◆ WHAT IS ASKED:
[1] In the passage on measuring 21st century skills, what is named as the first challenge?
[2] List each line of the records that includes the string "beach".

◆ PROVIDED TEXT:
This blog is part of a four-part series on shifting educational measurement to match 21st century skills, covering traditional assessments, new technologies, new skillsets, and pathways to the future. These topics were discussed at the Center for Universal Education’s Annual Research and Policy Symposium on April 5, 2017You can watch video from the event or listen to audio here.

Education researchers have a unique opportunity. There is a global shift in education toward complex skill sets like collaborative problem solving. For such skills, the assessment challenge has preceded development of how to teach the skills. Researchers can conceptualize the nature of these “21st century skills” and how teaching methods, unbound by curricula, might progress from basic to sophisticated forms. In the same way that in the 1900s, work in measurement methods helped define intelligence and personality, current approaches to assessment are helping define some of these 21st century skills.

But this does not come without challenges. The first is to define the skill, or “construct.” How we explore alternative conceptualizations of a skill determines not only the assessment approach but also can have massive implications for pedagogy and systemwide learning outcomes.

The second challenge is that we are interested in behaviors rather than outputs. Specifically, what can insightful manipulation of behaviors achieve? However, measuring behavior rather than the products of behavior is quite different from measuring well-understood skills like literacy. How do we define a behavior in such a way that it can be measured objectively at large scale?

One school of thought holds that we can only improve what we can measure. The teaching parallel is that we can only teach what the student is ready to learn, and to know the latter we need to be able to describe that readiness in terms of the construct of interest. So exploring methods to measure complex skills establishes pathways to improving the skills.

The third challenge is that the nature of complex skills defies automation; we need them precisely because of this characteristic. Machines and computers have automated many working tasks and jobs, weakening the demand for traditional skills. The recommendation is that we need increasingly to engage in complex, non-routine activities in order to face this global phenomenon. The skills that we need to develop are themselves therefore complex and non-routine. But if skills are resistant to automation, imagine how difficult it is to capture them for measurement purposes!

Complex skills such as creativity, problem solving, collaborative skills, and critical thinking are among those that challenge us. Attempts to use existing approaches to measure these complex skills are ineffective. We have argued in an earlier blog that using conventional assessments to measure conventional academic skills (such as literacy) is analogous to using tibia length to measure height. Extending this argument, using conventional assessments (even when augmented by technology) to measure complex skills is analogous to using waist measurement to estimate body weight to measure cardiovascular health. The more indirect the links to the skills, the greater the information loss.

◆ RECORDS FOR THE TASK:

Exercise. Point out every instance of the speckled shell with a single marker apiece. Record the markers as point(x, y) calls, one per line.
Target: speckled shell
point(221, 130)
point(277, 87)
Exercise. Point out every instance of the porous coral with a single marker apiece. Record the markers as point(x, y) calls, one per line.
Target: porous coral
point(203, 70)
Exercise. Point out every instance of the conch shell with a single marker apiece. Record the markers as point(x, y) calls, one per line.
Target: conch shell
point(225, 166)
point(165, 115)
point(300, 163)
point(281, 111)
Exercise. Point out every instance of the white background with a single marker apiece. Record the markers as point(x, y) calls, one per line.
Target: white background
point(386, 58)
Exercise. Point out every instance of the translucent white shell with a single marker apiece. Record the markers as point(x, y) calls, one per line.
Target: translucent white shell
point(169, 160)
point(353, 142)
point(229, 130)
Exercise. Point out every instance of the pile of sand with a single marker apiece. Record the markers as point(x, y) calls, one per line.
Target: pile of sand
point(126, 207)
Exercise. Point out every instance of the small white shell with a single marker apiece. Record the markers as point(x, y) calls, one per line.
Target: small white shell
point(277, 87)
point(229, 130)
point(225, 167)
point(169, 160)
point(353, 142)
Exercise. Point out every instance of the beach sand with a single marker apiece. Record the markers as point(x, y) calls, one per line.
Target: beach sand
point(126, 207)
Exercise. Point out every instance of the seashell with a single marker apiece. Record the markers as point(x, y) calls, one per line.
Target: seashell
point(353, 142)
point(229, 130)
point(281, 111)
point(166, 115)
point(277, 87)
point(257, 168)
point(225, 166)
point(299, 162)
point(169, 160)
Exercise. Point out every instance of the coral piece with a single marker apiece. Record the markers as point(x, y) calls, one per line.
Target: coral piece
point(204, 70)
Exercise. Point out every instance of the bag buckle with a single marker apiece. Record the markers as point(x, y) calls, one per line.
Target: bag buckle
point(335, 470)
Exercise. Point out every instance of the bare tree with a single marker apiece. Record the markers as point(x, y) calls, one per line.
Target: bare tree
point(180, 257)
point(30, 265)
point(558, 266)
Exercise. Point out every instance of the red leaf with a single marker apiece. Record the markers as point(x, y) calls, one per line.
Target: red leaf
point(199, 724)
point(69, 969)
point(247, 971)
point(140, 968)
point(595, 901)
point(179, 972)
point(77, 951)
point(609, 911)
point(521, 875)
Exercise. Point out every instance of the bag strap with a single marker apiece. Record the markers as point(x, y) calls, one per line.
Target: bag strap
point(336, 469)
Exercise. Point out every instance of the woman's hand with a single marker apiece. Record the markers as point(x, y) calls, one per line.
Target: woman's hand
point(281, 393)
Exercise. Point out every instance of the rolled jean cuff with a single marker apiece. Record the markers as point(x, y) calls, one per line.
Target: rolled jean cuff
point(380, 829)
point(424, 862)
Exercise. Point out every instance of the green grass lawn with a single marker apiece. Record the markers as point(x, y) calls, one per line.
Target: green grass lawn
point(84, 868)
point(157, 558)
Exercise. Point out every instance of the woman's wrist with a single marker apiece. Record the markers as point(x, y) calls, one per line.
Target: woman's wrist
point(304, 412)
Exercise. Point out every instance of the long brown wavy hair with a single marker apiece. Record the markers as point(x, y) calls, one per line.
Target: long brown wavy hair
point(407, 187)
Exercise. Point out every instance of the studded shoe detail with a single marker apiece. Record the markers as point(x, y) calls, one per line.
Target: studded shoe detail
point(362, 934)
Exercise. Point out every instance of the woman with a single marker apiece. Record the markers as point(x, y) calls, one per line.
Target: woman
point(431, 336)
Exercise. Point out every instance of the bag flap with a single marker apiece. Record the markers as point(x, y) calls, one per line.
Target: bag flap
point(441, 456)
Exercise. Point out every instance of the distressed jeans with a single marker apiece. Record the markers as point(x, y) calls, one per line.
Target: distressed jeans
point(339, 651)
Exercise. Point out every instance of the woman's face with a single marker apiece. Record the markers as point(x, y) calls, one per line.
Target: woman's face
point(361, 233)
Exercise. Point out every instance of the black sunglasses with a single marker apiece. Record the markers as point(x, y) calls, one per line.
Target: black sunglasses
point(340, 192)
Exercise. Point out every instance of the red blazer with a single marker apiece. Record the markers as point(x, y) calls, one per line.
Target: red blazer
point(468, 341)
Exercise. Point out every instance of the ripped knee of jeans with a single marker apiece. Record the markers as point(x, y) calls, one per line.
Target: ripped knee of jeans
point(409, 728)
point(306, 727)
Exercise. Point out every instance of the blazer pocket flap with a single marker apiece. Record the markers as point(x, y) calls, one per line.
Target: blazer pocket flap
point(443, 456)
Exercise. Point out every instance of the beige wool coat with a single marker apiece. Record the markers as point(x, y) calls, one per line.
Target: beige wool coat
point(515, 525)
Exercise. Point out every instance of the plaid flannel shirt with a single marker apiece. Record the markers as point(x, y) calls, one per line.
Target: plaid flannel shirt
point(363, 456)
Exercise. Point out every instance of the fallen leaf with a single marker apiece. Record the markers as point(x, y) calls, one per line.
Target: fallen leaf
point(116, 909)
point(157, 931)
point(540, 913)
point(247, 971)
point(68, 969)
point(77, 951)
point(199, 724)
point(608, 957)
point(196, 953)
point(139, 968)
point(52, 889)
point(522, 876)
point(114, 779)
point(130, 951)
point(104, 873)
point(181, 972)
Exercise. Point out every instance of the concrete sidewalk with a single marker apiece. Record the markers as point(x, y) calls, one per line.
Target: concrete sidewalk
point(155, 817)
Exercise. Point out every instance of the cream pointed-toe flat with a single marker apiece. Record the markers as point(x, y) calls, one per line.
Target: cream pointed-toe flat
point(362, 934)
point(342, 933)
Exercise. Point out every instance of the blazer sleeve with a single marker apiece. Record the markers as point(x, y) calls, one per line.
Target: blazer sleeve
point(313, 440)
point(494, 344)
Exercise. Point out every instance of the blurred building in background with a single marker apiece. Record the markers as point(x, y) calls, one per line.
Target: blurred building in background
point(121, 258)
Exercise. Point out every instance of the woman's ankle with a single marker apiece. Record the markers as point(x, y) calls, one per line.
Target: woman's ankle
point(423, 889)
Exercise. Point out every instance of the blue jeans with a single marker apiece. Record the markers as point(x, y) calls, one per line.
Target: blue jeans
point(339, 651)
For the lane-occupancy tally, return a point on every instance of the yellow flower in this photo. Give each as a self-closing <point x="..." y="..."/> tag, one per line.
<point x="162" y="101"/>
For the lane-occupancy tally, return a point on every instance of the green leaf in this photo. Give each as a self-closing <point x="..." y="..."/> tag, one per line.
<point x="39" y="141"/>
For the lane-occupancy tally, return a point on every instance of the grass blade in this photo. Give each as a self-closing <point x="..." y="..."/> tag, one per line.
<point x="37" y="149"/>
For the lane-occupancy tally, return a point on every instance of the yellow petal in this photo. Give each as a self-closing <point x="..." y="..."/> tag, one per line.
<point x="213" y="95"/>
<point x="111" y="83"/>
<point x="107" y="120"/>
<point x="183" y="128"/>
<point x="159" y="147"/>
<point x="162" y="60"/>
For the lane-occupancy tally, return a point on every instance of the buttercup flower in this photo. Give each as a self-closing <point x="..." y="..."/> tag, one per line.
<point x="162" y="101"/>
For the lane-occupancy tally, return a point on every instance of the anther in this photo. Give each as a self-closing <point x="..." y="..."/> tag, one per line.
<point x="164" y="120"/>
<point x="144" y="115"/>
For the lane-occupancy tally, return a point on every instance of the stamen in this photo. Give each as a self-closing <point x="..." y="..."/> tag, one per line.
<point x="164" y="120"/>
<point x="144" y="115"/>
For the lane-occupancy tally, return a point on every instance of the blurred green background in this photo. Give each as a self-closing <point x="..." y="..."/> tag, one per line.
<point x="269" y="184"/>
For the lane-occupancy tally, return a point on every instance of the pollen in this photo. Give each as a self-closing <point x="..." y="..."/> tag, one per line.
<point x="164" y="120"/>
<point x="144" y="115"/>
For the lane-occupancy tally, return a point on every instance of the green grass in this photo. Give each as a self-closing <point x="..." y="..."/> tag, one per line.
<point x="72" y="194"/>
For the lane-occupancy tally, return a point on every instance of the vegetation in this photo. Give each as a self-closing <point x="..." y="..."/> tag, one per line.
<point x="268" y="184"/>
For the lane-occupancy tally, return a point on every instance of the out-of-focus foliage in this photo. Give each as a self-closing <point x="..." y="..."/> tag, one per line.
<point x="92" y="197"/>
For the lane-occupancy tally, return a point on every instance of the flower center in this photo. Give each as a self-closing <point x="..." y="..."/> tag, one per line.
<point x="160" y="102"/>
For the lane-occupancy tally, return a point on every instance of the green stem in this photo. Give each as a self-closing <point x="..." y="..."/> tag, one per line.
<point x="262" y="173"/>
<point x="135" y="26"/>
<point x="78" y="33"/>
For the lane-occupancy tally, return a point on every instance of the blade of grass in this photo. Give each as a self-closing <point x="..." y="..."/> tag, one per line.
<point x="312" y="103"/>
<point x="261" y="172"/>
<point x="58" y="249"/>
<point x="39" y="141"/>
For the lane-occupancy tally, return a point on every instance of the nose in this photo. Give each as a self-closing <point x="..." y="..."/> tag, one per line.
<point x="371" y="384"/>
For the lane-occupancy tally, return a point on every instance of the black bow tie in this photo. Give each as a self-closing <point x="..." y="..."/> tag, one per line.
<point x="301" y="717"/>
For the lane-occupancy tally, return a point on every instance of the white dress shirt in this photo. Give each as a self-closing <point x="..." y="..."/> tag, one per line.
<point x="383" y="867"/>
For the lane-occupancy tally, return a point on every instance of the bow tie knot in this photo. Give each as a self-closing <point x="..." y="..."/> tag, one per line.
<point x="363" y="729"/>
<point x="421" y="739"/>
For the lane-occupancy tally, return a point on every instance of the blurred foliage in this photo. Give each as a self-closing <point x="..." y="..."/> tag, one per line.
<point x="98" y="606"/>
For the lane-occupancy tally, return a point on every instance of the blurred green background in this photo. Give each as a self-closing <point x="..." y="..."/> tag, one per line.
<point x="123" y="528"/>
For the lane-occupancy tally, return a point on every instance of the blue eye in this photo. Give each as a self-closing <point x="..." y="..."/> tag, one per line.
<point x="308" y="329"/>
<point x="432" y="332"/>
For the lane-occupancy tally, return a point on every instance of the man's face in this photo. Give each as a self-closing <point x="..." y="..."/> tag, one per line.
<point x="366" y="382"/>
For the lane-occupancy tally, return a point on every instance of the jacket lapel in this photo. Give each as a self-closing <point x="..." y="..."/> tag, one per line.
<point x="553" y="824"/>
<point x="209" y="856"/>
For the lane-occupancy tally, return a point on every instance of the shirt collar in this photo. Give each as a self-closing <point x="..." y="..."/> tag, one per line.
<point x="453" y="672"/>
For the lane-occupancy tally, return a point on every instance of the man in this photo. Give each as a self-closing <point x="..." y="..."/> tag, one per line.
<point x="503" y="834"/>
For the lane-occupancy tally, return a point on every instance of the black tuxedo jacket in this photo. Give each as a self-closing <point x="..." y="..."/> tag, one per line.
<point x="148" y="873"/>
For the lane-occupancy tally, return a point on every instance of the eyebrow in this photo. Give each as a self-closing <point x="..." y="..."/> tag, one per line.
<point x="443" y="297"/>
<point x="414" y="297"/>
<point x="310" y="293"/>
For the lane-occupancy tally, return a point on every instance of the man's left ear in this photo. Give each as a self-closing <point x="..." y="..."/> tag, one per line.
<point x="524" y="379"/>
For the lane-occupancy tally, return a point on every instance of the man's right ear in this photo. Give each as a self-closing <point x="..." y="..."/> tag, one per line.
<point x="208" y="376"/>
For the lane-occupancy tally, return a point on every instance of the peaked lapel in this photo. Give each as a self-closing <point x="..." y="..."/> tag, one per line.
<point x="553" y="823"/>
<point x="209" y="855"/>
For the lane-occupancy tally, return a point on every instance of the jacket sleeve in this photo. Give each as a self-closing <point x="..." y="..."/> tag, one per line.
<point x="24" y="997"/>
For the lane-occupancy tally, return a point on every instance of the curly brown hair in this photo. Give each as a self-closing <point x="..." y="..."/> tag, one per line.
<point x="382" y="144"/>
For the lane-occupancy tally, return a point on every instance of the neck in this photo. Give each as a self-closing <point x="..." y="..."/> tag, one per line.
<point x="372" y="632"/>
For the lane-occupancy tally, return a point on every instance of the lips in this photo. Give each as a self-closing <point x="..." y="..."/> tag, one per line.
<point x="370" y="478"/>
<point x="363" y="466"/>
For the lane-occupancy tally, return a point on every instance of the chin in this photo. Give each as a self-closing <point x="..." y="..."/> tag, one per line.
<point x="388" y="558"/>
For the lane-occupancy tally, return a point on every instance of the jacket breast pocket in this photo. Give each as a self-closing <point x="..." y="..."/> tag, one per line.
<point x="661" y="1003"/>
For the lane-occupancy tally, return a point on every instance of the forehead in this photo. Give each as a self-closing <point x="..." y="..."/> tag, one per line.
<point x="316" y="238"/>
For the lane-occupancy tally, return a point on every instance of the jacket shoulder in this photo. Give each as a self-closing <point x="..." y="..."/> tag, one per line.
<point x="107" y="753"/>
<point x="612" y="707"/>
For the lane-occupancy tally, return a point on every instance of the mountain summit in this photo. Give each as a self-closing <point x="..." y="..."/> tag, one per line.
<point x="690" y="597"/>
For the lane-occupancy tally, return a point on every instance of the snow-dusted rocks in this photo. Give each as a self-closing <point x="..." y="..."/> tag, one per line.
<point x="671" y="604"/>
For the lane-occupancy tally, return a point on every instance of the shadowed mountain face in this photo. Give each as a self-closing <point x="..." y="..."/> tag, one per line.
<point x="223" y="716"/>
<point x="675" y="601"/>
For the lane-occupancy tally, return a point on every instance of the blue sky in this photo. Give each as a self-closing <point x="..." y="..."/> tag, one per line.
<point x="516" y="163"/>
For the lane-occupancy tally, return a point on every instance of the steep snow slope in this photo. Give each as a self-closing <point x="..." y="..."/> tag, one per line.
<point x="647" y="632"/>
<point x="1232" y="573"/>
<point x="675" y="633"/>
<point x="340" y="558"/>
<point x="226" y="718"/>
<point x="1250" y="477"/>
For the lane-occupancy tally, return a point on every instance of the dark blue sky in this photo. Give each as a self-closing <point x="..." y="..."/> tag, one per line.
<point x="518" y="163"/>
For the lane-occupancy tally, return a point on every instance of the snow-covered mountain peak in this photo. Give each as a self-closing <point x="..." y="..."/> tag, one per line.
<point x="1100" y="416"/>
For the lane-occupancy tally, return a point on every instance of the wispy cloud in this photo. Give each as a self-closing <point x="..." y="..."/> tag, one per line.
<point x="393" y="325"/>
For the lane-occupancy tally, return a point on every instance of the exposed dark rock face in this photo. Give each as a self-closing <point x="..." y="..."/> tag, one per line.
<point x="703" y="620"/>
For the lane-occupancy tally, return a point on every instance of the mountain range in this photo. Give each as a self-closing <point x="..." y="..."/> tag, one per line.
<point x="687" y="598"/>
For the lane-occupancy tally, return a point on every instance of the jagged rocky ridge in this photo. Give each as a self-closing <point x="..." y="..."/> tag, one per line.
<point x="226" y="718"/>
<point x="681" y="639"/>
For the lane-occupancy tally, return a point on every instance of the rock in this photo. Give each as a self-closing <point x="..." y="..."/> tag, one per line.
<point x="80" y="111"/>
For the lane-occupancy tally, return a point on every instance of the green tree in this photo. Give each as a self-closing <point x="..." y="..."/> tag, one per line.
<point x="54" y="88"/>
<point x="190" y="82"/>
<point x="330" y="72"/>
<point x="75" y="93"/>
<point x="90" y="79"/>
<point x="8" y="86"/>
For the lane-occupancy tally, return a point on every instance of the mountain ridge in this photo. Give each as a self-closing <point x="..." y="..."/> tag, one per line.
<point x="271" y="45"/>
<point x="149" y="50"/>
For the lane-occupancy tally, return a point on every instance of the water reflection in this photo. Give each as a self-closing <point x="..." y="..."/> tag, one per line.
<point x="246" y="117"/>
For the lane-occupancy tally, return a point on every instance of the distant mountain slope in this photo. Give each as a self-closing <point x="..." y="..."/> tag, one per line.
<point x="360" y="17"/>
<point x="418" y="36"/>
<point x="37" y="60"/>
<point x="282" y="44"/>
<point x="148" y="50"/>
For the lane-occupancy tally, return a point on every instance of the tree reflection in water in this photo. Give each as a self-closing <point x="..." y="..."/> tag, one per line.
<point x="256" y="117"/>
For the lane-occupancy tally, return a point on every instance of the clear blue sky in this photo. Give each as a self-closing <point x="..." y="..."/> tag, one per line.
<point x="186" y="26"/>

◆ RESPONSES PER TASK:
[1] The first challenge is to define the skill, or "construct."

[2]
Exercise. Point out every instance of the beach sand with a single marker apiece. Record the markers as point(x, y) calls, one per line.
Target: beach sand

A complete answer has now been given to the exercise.